Task prompt:
Please pull out every line of the data below that contains the string "target", and list those lines in order.

Listing:
>>>>>
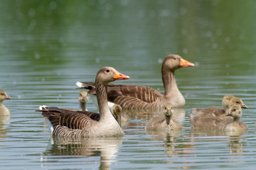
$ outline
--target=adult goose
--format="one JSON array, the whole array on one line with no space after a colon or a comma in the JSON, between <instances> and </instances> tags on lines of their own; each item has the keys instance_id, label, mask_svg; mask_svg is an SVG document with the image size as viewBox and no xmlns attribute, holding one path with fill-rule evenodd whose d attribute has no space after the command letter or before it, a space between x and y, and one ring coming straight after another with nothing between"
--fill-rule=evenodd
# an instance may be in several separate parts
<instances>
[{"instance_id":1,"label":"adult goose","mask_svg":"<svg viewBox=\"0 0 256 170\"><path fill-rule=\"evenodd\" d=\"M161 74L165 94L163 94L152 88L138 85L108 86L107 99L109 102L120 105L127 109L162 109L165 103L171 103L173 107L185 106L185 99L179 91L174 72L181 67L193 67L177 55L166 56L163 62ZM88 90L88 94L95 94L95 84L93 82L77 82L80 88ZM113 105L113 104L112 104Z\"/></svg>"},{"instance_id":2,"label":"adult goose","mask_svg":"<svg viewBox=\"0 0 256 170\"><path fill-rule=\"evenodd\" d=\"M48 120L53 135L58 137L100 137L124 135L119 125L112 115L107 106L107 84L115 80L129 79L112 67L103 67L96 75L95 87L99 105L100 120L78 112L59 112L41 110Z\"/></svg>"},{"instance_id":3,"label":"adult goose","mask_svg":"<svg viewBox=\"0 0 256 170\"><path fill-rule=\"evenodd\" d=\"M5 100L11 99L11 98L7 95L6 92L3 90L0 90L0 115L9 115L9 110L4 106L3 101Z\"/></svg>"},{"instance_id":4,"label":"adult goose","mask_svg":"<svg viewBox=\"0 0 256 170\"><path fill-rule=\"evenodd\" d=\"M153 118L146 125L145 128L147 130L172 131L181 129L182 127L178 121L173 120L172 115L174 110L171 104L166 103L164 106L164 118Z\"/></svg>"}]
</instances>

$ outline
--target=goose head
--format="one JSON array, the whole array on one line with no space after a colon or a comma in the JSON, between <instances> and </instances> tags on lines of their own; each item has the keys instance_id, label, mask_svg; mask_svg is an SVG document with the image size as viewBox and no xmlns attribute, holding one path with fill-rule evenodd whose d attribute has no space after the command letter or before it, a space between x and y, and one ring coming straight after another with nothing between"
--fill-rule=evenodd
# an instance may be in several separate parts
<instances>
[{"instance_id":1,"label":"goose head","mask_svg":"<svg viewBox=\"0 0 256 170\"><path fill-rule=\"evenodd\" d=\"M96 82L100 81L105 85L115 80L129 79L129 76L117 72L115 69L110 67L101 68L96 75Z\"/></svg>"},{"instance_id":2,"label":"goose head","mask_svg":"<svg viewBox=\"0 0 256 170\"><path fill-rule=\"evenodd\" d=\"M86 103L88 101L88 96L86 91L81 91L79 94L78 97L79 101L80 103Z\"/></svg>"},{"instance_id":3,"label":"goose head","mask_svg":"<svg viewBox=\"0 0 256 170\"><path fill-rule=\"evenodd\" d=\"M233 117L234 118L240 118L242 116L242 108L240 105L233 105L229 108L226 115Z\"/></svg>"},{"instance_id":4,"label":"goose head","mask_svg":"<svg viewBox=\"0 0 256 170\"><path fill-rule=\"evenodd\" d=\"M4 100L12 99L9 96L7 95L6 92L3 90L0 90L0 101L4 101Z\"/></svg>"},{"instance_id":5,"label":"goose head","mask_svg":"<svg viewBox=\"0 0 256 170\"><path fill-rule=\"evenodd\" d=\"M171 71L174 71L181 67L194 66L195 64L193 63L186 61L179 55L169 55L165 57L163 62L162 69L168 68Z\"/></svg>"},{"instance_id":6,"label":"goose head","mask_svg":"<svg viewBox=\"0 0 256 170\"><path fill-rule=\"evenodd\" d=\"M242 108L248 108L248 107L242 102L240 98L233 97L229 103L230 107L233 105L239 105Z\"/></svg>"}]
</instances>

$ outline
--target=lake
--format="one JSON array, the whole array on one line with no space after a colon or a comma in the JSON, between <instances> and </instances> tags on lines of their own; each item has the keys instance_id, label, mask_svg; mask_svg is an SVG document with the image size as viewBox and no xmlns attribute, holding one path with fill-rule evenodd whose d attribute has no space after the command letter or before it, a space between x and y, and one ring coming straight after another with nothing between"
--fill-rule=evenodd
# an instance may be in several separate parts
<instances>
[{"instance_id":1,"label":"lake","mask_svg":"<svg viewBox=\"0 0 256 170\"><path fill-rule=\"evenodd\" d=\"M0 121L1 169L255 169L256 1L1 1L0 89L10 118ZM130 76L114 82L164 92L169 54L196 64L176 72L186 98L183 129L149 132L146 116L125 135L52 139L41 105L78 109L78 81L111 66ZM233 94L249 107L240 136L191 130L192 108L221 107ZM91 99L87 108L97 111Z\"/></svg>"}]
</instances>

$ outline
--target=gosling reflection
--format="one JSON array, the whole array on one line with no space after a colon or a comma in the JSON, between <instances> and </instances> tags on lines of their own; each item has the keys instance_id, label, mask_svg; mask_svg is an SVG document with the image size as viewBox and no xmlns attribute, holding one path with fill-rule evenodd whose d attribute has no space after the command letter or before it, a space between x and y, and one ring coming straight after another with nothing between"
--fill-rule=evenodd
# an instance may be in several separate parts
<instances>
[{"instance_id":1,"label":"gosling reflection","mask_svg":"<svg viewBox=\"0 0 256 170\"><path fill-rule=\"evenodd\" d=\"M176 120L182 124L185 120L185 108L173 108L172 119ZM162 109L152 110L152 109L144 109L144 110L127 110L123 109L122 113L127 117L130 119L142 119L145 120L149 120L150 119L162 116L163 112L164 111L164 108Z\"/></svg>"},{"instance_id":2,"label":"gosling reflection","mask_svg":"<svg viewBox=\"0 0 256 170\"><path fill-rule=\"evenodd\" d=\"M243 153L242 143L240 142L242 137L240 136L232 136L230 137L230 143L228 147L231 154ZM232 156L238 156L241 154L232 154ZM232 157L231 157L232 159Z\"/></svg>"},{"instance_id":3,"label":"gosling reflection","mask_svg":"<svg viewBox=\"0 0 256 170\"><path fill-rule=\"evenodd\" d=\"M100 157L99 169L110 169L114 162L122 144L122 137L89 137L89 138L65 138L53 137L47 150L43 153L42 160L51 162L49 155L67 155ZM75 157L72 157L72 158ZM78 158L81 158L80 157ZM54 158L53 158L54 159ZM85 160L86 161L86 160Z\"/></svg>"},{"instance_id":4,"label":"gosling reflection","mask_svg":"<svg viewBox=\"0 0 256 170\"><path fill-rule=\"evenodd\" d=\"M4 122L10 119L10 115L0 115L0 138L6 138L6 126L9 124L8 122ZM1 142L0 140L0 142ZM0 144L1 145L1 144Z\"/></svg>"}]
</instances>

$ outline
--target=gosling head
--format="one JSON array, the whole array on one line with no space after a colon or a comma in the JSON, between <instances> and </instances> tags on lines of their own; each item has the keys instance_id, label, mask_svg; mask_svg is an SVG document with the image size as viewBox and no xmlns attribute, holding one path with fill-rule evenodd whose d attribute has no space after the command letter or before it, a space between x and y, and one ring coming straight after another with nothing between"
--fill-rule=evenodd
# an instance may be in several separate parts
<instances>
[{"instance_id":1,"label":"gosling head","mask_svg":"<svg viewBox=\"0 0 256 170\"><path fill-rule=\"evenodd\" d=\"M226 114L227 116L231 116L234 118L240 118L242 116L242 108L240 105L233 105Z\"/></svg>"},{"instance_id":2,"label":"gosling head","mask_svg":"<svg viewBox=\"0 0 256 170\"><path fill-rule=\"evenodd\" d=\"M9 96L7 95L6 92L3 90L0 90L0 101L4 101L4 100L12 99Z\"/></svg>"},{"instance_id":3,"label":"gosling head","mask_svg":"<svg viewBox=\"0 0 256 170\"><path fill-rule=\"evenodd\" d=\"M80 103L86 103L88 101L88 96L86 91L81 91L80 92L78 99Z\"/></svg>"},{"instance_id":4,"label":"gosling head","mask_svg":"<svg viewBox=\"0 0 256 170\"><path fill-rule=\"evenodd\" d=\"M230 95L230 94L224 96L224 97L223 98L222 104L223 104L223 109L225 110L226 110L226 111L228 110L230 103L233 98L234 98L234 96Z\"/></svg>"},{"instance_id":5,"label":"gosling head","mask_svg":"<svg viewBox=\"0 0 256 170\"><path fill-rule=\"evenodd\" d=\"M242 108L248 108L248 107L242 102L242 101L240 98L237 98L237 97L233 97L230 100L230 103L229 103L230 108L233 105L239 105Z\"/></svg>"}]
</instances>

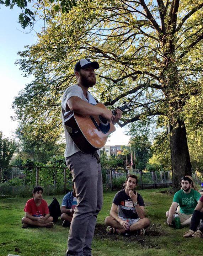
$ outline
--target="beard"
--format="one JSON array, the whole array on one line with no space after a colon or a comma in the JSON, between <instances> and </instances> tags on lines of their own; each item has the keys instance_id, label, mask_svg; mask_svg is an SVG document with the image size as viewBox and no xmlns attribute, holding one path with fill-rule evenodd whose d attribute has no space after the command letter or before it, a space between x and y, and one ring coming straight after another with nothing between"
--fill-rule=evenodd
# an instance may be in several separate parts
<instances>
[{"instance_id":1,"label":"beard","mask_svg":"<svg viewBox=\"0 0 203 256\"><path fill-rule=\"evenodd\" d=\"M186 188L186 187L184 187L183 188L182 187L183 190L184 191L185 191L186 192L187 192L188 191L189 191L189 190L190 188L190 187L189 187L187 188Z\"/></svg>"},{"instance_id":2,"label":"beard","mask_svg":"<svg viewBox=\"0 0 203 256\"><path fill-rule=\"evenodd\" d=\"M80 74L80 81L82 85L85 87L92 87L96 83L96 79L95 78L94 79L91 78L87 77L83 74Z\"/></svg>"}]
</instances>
<<<<<
Task response:
--target=adult goose
--target=goose head
--target=lake
--target=gosling reflection
--target=gosling head
--target="beard"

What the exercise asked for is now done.